** Given request **
Rewrite everything from the start of the material down to the line containing "point(240, 128)", both included, keeping the requests as they are. Multiply every answer coordinate by 1.55 and round to whole numbers, halves up, leaving the sample coordinates inside the requests unchanged.

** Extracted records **

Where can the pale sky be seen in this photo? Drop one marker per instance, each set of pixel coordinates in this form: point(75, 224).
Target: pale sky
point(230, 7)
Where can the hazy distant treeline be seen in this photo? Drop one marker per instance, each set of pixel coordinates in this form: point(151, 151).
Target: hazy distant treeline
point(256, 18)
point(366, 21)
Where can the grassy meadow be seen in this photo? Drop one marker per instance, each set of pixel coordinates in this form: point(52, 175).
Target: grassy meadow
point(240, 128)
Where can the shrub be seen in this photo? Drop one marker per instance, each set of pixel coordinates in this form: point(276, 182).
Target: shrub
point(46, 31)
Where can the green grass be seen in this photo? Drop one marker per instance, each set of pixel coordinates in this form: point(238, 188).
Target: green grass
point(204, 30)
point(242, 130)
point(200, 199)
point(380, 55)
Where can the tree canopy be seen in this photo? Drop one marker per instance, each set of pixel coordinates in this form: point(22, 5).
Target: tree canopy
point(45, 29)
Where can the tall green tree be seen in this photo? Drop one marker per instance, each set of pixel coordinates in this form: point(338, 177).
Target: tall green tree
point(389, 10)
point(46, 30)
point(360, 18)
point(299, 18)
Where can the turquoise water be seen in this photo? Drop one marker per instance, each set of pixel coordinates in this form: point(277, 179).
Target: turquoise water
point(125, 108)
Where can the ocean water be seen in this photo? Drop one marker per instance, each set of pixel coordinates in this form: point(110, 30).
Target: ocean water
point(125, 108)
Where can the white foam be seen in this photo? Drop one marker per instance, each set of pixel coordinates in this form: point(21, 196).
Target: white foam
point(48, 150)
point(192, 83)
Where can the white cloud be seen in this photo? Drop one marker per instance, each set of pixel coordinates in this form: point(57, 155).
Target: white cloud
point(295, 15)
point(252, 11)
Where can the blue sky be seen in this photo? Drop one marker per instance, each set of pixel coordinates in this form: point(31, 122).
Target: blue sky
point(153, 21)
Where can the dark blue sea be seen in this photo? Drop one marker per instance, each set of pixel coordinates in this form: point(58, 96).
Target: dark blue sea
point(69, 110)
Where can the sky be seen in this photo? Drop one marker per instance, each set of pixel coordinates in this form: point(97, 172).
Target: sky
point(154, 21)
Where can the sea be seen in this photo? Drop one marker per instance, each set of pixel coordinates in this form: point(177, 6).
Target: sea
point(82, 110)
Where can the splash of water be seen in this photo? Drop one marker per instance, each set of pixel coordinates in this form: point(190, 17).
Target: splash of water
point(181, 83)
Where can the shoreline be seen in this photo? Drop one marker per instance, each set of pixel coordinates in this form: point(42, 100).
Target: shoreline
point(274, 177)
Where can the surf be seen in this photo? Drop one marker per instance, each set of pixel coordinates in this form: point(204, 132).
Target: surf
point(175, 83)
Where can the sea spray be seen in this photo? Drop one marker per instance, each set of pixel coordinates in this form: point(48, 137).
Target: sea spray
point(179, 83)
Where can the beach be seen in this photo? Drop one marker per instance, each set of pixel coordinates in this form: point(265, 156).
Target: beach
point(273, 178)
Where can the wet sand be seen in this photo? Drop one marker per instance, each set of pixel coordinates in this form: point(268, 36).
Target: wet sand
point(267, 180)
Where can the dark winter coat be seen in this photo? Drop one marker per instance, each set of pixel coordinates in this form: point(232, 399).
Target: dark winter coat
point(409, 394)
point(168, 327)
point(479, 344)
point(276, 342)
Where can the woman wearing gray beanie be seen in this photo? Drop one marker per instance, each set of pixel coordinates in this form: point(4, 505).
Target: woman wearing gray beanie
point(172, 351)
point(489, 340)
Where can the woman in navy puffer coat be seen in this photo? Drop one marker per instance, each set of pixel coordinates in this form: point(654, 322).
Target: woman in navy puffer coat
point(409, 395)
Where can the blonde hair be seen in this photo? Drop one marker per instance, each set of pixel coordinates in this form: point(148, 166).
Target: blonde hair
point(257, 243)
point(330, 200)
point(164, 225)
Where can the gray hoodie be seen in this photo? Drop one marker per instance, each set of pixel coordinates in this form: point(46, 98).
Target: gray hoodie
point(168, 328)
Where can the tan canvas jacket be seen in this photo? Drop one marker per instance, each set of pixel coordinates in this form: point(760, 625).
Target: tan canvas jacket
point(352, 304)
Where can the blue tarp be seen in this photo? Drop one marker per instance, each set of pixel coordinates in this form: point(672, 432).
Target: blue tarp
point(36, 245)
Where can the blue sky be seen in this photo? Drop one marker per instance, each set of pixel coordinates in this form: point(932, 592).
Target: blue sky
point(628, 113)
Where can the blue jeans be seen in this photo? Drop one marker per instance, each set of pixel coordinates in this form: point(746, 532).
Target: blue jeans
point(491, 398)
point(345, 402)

** Written reply **
Where can the pale sky be seen in this photo? Drop one marker per instance, each set of pixel coordinates in this form: point(75, 224).
Target: pale sky
point(357, 11)
Where can the hazy distant treeline be seen in this photo? Drop one marker per instance, each set of pixel coordinates in this form: point(151, 151).
Target: hazy distant treeline
point(397, 28)
point(567, 33)
Where can the grassy meadow be seen in this photo? Drop one marker per instance, each set of pixel coordinates in this form: point(52, 175).
Target: grassy meadow
point(372, 198)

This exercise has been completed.